======== OEFENTEKST ========

Amblytylus albidus

Uit Wikipedia, de vrije encyclopedie
Amblytylus albidus
Taxonomische indeling
Rijk:Animalia (Dieren)
Stam:Arthropoda (Geleedpotigen)
Klasse:Insecta (Insecten)
Orde:Hemiptera (Halfvleugeligen)
Onderorde:Heteroptera (Wantsen)
Familie:Miridae (Blindwantsen)
Geslacht:Amblytylus
Fieber, 1858
Soort
Amblytylus albidus
(Hahn, 1834)
Portaal  Portaalicoon   Biologie
Insecten

De Buntgrasbreedneus (Amblytylus albidus) is een wants uit de familie van de blindwantsen (Miridae). De soort werd het eerst wetenschappelijk beschreven door Carl Wilhelm Hahn in 1834.

======== RUWE GEGEVENS ========

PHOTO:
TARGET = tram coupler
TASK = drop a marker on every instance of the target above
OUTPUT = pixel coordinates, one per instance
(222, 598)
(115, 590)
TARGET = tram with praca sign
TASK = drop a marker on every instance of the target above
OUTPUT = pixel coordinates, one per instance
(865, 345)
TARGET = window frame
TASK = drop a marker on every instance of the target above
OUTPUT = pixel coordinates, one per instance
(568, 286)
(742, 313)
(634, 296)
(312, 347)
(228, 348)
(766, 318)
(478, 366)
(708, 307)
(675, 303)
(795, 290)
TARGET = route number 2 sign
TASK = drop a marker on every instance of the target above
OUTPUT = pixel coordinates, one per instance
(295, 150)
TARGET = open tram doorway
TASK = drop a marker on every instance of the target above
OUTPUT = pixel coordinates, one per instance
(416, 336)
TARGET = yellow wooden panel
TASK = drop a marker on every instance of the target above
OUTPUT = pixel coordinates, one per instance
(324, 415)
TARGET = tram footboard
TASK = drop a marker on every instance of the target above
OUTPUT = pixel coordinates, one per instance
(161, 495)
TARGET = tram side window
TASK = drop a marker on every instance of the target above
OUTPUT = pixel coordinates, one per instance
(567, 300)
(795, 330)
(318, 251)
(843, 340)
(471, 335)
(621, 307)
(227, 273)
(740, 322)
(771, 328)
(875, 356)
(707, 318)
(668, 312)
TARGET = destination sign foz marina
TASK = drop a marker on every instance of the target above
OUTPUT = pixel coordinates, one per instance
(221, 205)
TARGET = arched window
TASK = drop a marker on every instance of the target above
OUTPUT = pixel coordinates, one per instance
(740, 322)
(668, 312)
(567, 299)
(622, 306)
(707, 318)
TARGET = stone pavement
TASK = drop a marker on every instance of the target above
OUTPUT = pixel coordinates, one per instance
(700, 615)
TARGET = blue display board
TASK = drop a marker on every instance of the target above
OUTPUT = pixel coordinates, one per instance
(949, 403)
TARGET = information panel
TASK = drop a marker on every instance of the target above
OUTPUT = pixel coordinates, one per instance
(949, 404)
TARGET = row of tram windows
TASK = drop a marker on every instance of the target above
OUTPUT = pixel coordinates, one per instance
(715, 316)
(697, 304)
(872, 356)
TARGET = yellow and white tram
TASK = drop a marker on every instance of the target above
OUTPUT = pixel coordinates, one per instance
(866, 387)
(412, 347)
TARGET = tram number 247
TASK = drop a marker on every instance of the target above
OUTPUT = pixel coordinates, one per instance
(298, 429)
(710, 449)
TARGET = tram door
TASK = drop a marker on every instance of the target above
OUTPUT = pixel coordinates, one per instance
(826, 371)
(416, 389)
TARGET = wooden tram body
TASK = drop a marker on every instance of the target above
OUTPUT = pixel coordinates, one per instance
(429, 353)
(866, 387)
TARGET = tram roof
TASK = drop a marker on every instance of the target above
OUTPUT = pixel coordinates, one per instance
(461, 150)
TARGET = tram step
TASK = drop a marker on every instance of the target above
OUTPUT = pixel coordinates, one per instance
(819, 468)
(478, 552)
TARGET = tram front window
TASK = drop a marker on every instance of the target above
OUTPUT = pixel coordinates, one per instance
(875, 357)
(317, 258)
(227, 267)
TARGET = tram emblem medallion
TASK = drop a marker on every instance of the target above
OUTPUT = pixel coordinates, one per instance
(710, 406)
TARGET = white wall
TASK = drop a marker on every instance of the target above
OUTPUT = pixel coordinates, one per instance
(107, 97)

========

OPDRACHTDOEL: Verander in het stuk van de tekst over de Buntgrasbreedneus van "Portaal  Portaalicoon   Biologie" tot en met "Hahn in 1834." het woord "wetenschappelijk" in "officieel". Geef dat gewijzigde stuk daarna in zijn geheel weer.

UITWERKING:
Portaal  Portaalicoon   Biologie
Insecten

De Buntgrasbreedneus (Amblytylus albidus) is een wants uit de familie van de blindwantsen (Miridae). De soort werd het eerst officieel beschreven door Carl Wilhelm Hahn in 1834.